TASK TO CARRY OUT — Give back, word for word, the lines in the listing below from the one holding "Target: woman's shoulder" down to the one holding "the woman's teeth.", both ends included.

----

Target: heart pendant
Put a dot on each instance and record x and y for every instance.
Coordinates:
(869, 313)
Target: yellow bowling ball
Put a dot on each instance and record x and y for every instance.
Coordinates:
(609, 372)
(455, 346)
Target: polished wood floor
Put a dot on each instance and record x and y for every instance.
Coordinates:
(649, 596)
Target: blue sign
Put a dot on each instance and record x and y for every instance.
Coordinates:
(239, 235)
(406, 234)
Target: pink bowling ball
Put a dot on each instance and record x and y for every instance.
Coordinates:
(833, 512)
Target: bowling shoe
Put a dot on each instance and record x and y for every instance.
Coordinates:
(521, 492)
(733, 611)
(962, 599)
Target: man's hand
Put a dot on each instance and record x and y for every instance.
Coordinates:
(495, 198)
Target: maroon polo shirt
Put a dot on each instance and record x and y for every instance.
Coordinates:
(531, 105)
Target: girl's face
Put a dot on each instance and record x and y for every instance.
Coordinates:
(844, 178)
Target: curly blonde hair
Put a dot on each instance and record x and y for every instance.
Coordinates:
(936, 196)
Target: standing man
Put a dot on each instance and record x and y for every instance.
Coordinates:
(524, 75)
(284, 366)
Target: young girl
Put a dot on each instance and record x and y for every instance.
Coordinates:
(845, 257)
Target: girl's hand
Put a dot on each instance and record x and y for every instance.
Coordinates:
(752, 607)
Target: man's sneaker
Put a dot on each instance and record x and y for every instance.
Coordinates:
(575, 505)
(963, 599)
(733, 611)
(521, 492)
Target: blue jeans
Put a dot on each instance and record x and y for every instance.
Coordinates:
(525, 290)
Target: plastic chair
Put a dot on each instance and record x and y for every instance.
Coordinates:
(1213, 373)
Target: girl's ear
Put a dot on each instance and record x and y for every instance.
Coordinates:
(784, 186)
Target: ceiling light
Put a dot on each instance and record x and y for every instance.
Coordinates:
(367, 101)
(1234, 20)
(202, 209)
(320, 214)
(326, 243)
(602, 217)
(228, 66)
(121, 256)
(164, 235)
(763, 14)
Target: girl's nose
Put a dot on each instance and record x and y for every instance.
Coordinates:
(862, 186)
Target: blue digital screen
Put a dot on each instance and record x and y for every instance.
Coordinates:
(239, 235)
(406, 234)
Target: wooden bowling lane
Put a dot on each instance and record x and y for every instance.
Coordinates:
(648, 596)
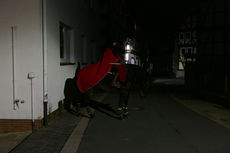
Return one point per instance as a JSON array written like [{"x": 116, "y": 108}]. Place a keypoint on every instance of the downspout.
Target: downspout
[{"x": 44, "y": 60}]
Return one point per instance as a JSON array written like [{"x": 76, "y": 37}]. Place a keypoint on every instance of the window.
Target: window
[{"x": 66, "y": 44}]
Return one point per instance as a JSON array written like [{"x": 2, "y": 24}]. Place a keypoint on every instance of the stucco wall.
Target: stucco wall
[
  {"x": 24, "y": 16},
  {"x": 78, "y": 15}
]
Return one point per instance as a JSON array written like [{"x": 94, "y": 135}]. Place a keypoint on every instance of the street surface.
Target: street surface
[{"x": 156, "y": 124}]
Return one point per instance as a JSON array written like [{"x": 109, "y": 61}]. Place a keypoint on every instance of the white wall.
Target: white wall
[
  {"x": 25, "y": 17},
  {"x": 77, "y": 15}
]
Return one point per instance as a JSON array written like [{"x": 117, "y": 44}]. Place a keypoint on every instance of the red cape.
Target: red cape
[{"x": 90, "y": 75}]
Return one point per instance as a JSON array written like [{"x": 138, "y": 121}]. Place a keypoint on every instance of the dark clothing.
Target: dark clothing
[
  {"x": 125, "y": 87},
  {"x": 124, "y": 94}
]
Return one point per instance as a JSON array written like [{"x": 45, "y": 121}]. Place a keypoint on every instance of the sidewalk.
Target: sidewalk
[{"x": 63, "y": 134}]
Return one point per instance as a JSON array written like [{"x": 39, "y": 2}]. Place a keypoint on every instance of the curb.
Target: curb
[{"x": 72, "y": 144}]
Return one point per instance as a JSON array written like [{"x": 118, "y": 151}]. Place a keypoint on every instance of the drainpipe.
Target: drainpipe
[
  {"x": 44, "y": 60},
  {"x": 15, "y": 101},
  {"x": 31, "y": 76}
]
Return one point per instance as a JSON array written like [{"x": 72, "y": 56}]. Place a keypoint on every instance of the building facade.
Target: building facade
[{"x": 41, "y": 42}]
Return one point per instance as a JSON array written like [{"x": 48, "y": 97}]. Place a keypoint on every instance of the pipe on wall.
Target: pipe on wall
[
  {"x": 15, "y": 100},
  {"x": 44, "y": 58}
]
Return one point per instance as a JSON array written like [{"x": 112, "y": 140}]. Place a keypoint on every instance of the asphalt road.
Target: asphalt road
[{"x": 156, "y": 124}]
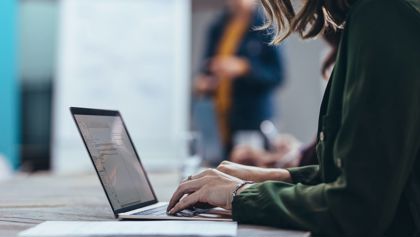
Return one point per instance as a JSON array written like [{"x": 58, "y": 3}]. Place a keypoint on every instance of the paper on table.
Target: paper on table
[{"x": 128, "y": 228}]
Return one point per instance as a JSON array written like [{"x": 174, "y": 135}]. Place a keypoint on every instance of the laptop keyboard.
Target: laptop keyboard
[
  {"x": 157, "y": 211},
  {"x": 161, "y": 211}
]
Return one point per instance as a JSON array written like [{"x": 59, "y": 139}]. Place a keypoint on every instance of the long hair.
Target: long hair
[{"x": 312, "y": 18}]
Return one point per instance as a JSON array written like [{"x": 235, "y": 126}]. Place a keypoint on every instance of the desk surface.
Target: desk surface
[{"x": 26, "y": 201}]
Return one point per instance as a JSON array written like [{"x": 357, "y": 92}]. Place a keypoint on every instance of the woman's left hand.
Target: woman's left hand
[{"x": 210, "y": 187}]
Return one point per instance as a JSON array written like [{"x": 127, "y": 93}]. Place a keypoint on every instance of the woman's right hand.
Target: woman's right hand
[{"x": 255, "y": 174}]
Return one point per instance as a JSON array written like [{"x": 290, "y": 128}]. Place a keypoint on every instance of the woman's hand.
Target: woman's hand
[
  {"x": 209, "y": 187},
  {"x": 255, "y": 174}
]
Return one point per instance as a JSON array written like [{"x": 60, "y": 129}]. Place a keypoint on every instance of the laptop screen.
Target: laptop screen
[{"x": 115, "y": 160}]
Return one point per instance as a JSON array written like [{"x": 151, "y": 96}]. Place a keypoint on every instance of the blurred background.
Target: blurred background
[{"x": 142, "y": 57}]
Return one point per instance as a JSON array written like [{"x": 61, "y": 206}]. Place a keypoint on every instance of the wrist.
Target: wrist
[
  {"x": 278, "y": 174},
  {"x": 243, "y": 188}
]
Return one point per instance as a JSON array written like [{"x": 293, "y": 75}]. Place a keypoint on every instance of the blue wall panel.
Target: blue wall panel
[{"x": 9, "y": 105}]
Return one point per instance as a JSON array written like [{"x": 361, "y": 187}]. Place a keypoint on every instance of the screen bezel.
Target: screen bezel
[{"x": 100, "y": 112}]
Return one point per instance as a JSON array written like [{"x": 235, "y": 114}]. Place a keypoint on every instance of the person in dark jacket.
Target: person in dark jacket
[
  {"x": 241, "y": 70},
  {"x": 367, "y": 182}
]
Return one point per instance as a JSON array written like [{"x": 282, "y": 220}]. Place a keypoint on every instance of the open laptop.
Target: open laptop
[{"x": 121, "y": 173}]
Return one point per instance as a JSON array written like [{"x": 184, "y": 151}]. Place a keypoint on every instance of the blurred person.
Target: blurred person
[
  {"x": 241, "y": 71},
  {"x": 289, "y": 151},
  {"x": 367, "y": 182},
  {"x": 5, "y": 170}
]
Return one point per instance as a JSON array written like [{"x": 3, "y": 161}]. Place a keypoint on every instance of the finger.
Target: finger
[
  {"x": 185, "y": 188},
  {"x": 206, "y": 172},
  {"x": 186, "y": 202}
]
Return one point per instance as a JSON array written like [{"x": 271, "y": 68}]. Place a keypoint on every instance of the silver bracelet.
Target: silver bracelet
[{"x": 239, "y": 186}]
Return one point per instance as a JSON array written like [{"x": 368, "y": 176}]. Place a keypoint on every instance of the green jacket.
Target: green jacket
[{"x": 368, "y": 179}]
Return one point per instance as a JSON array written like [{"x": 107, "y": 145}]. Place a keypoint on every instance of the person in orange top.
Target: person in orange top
[{"x": 241, "y": 70}]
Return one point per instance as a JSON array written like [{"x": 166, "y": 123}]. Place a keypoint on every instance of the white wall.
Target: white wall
[{"x": 126, "y": 55}]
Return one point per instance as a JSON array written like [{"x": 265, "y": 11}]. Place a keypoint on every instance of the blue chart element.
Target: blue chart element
[{"x": 9, "y": 106}]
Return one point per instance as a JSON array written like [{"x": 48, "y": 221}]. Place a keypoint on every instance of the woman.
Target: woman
[
  {"x": 368, "y": 179},
  {"x": 287, "y": 150},
  {"x": 241, "y": 72}
]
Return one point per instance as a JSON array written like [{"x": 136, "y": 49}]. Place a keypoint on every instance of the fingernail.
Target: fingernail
[{"x": 171, "y": 211}]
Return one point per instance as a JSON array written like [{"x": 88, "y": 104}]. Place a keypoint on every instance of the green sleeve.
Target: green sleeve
[{"x": 377, "y": 141}]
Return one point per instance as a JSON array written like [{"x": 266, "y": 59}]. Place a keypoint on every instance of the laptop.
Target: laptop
[{"x": 121, "y": 172}]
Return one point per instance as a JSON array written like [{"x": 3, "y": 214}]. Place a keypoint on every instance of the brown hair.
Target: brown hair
[
  {"x": 310, "y": 21},
  {"x": 332, "y": 37}
]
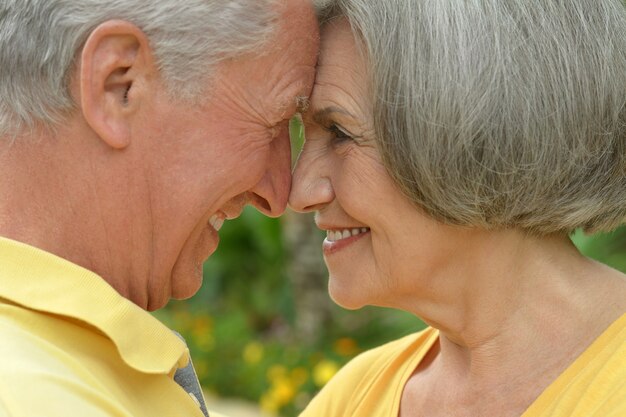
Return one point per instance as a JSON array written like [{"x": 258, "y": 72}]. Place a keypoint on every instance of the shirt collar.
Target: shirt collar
[{"x": 44, "y": 282}]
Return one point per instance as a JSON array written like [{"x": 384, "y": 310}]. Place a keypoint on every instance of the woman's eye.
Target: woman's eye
[{"x": 339, "y": 135}]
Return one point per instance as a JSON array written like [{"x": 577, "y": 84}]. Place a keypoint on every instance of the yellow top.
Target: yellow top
[
  {"x": 70, "y": 345},
  {"x": 371, "y": 385}
]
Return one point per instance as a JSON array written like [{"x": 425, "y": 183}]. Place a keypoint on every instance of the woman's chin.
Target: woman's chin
[{"x": 345, "y": 297}]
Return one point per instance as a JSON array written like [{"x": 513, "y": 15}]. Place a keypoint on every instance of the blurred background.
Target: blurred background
[{"x": 262, "y": 328}]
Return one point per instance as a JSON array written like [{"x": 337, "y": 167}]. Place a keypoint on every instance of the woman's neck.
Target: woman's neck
[{"x": 532, "y": 305}]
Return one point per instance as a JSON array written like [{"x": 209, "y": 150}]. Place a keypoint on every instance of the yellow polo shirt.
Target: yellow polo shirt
[
  {"x": 371, "y": 385},
  {"x": 70, "y": 345}
]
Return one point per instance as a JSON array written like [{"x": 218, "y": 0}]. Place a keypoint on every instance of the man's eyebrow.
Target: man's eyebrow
[{"x": 322, "y": 116}]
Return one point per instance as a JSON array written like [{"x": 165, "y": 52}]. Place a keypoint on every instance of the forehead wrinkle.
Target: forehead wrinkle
[{"x": 322, "y": 116}]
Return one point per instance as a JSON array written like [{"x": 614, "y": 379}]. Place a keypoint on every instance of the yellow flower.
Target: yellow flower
[
  {"x": 324, "y": 371},
  {"x": 283, "y": 391},
  {"x": 280, "y": 394},
  {"x": 346, "y": 347},
  {"x": 275, "y": 372},
  {"x": 299, "y": 376},
  {"x": 253, "y": 353}
]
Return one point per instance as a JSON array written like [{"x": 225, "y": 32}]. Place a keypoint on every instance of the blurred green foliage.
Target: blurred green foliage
[{"x": 240, "y": 325}]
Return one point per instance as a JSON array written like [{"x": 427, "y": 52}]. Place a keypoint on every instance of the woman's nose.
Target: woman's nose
[{"x": 311, "y": 186}]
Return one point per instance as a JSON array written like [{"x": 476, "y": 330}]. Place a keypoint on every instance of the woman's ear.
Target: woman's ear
[{"x": 115, "y": 60}]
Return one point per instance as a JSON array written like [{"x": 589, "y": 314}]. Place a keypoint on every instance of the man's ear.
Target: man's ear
[{"x": 114, "y": 65}]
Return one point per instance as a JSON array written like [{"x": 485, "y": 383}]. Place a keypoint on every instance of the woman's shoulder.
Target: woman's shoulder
[{"x": 372, "y": 373}]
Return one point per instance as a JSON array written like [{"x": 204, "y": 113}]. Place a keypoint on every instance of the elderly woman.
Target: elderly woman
[{"x": 451, "y": 148}]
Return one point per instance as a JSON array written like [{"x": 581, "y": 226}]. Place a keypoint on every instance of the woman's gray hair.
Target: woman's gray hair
[
  {"x": 39, "y": 40},
  {"x": 500, "y": 113}
]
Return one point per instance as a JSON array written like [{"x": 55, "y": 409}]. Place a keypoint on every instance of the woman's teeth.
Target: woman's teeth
[
  {"x": 335, "y": 235},
  {"x": 216, "y": 222}
]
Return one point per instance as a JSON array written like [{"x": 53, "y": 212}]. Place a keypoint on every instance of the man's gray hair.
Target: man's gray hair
[
  {"x": 500, "y": 113},
  {"x": 39, "y": 40}
]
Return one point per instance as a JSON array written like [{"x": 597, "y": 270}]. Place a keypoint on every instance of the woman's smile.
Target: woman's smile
[{"x": 338, "y": 239}]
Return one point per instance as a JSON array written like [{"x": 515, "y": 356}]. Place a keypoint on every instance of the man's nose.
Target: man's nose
[
  {"x": 270, "y": 194},
  {"x": 311, "y": 187}
]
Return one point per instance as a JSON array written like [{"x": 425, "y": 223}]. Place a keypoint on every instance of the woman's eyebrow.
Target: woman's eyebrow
[{"x": 321, "y": 116}]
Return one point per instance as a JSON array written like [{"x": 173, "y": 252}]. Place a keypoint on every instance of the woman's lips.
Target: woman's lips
[{"x": 337, "y": 239}]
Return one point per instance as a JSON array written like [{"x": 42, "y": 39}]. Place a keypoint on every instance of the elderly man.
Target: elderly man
[{"x": 129, "y": 131}]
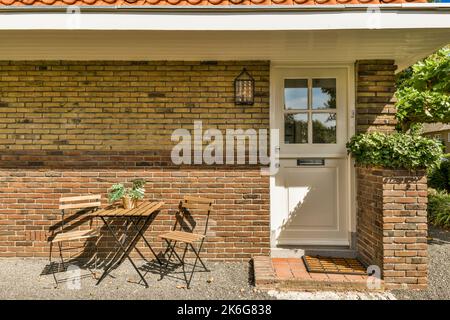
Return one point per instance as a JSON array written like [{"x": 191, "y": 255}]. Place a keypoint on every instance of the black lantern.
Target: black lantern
[{"x": 244, "y": 89}]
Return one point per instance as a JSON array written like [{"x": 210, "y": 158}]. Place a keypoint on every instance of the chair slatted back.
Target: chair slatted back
[
  {"x": 193, "y": 205},
  {"x": 81, "y": 204}
]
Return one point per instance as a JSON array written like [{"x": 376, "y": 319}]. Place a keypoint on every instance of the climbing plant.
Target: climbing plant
[{"x": 423, "y": 94}]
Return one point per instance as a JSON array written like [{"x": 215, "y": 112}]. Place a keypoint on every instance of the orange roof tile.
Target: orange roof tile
[{"x": 194, "y": 2}]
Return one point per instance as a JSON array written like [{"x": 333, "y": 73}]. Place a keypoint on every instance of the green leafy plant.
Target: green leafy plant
[
  {"x": 439, "y": 208},
  {"x": 423, "y": 94},
  {"x": 119, "y": 191},
  {"x": 439, "y": 175},
  {"x": 395, "y": 151}
]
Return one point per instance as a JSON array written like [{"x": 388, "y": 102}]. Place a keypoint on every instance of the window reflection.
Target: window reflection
[
  {"x": 296, "y": 128},
  {"x": 324, "y": 127},
  {"x": 324, "y": 94},
  {"x": 296, "y": 94}
]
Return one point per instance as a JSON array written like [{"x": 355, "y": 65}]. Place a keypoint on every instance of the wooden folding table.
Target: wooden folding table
[{"x": 146, "y": 212}]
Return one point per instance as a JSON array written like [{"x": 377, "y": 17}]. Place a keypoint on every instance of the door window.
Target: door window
[{"x": 310, "y": 111}]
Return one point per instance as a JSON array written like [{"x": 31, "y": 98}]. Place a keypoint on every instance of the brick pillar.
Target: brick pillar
[
  {"x": 392, "y": 225},
  {"x": 375, "y": 85}
]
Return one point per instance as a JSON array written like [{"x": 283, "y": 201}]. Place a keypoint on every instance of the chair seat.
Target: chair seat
[
  {"x": 76, "y": 235},
  {"x": 186, "y": 237}
]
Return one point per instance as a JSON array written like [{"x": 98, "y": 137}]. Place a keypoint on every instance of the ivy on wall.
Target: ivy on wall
[{"x": 423, "y": 94}]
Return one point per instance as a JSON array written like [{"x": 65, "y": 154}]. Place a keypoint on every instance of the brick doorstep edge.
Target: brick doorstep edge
[{"x": 266, "y": 279}]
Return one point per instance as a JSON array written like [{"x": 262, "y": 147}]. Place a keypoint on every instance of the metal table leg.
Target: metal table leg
[{"x": 125, "y": 253}]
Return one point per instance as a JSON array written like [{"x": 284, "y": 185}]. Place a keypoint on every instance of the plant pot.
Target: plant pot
[{"x": 128, "y": 203}]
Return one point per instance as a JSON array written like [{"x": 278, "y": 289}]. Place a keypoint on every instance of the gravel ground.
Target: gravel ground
[
  {"x": 439, "y": 272},
  {"x": 19, "y": 279}
]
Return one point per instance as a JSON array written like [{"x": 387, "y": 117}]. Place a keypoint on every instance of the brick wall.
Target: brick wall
[
  {"x": 375, "y": 110},
  {"x": 70, "y": 128},
  {"x": 392, "y": 225}
]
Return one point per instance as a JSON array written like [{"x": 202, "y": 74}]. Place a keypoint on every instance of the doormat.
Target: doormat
[{"x": 320, "y": 264}]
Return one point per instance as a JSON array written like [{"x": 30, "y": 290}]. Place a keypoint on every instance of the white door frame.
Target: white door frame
[{"x": 350, "y": 118}]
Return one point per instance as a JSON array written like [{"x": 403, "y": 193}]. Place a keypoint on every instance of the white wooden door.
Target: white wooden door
[{"x": 312, "y": 186}]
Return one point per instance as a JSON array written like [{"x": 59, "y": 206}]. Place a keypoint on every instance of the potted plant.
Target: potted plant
[{"x": 128, "y": 195}]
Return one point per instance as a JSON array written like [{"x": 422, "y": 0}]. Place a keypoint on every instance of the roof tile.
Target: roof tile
[{"x": 193, "y": 2}]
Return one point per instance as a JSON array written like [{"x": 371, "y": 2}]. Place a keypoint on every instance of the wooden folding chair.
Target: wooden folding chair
[
  {"x": 83, "y": 205},
  {"x": 184, "y": 232}
]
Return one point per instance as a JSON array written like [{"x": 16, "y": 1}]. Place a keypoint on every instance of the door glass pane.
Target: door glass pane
[
  {"x": 296, "y": 94},
  {"x": 324, "y": 127},
  {"x": 324, "y": 94},
  {"x": 296, "y": 128}
]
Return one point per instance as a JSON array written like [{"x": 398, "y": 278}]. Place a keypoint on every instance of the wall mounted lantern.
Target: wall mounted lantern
[{"x": 244, "y": 89}]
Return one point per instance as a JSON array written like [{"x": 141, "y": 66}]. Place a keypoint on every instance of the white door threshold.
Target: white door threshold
[{"x": 298, "y": 252}]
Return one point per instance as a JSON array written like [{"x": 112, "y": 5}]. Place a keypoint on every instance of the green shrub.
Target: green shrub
[
  {"x": 439, "y": 208},
  {"x": 395, "y": 151},
  {"x": 439, "y": 175}
]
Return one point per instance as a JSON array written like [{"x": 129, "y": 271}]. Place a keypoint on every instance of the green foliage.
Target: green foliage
[
  {"x": 439, "y": 208},
  {"x": 396, "y": 151},
  {"x": 439, "y": 175},
  {"x": 118, "y": 191},
  {"x": 423, "y": 94}
]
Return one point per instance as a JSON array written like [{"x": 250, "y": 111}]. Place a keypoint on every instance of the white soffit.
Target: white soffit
[
  {"x": 323, "y": 18},
  {"x": 333, "y": 35}
]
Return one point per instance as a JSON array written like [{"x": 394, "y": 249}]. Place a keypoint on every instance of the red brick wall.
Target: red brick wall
[
  {"x": 71, "y": 128},
  {"x": 375, "y": 101},
  {"x": 392, "y": 225},
  {"x": 239, "y": 221}
]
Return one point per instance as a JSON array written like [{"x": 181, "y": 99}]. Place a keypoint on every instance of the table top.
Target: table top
[{"x": 143, "y": 209}]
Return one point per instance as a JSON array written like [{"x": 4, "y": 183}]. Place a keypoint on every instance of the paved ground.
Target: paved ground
[
  {"x": 439, "y": 276},
  {"x": 20, "y": 279}
]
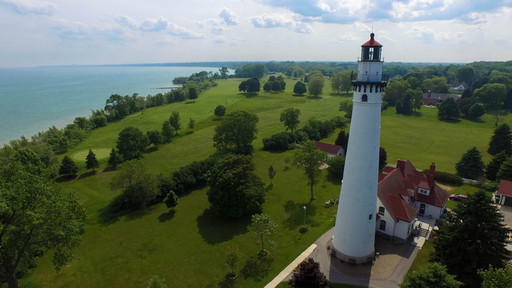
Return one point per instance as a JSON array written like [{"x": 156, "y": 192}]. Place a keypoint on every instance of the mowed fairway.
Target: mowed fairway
[{"x": 186, "y": 246}]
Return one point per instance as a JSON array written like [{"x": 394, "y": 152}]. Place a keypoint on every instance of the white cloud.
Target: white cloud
[
  {"x": 29, "y": 6},
  {"x": 159, "y": 25},
  {"x": 280, "y": 21},
  {"x": 229, "y": 17},
  {"x": 350, "y": 11},
  {"x": 154, "y": 25},
  {"x": 77, "y": 31}
]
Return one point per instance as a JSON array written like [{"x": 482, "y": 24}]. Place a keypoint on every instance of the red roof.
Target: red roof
[
  {"x": 394, "y": 189},
  {"x": 328, "y": 148},
  {"x": 505, "y": 188},
  {"x": 372, "y": 42}
]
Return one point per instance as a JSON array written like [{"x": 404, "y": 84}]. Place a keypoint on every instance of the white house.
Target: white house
[
  {"x": 330, "y": 149},
  {"x": 405, "y": 193}
]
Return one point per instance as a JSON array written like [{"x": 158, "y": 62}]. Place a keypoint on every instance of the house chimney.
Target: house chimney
[
  {"x": 431, "y": 174},
  {"x": 400, "y": 164}
]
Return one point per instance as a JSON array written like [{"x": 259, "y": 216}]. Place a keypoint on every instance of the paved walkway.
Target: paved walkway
[
  {"x": 387, "y": 271},
  {"x": 289, "y": 269}
]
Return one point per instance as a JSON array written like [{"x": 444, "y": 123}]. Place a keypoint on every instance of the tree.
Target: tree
[
  {"x": 171, "y": 200},
  {"x": 465, "y": 104},
  {"x": 131, "y": 142},
  {"x": 476, "y": 111},
  {"x": 68, "y": 167},
  {"x": 310, "y": 158},
  {"x": 35, "y": 216},
  {"x": 193, "y": 94},
  {"x": 299, "y": 88},
  {"x": 336, "y": 168},
  {"x": 154, "y": 137},
  {"x": 505, "y": 171},
  {"x": 494, "y": 166},
  {"x": 290, "y": 117},
  {"x": 316, "y": 85},
  {"x": 466, "y": 74},
  {"x": 470, "y": 165},
  {"x": 271, "y": 173},
  {"x": 174, "y": 120},
  {"x": 433, "y": 276},
  {"x": 394, "y": 91},
  {"x": 232, "y": 259},
  {"x": 308, "y": 275},
  {"x": 115, "y": 159},
  {"x": 138, "y": 187},
  {"x": 448, "y": 110},
  {"x": 191, "y": 124},
  {"x": 435, "y": 85},
  {"x": 472, "y": 238},
  {"x": 262, "y": 228},
  {"x": 235, "y": 190},
  {"x": 496, "y": 277},
  {"x": 235, "y": 133},
  {"x": 501, "y": 140},
  {"x": 90, "y": 161},
  {"x": 220, "y": 111},
  {"x": 491, "y": 95},
  {"x": 342, "y": 139},
  {"x": 336, "y": 81},
  {"x": 167, "y": 132},
  {"x": 347, "y": 106},
  {"x": 383, "y": 157}
]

----

TASK RESPONSE —
Target: woman's shoulder
[{"x": 372, "y": 373}]
Return one point per instance as a JSON array written like [{"x": 204, "y": 113}]. Place a keypoint on every instance of the elderly woman.
Target: elderly woman
[{"x": 451, "y": 148}]
Return one point per instance as a JSON array written like [{"x": 581, "y": 226}]. Place a keypoint on every instance of the woman's gray hair.
Target: woman's gray hair
[
  {"x": 39, "y": 40},
  {"x": 500, "y": 113}
]
Return one point per instance as a JSON array written like [{"x": 55, "y": 409}]. Place a keypoint on every instance of the woman's teeth.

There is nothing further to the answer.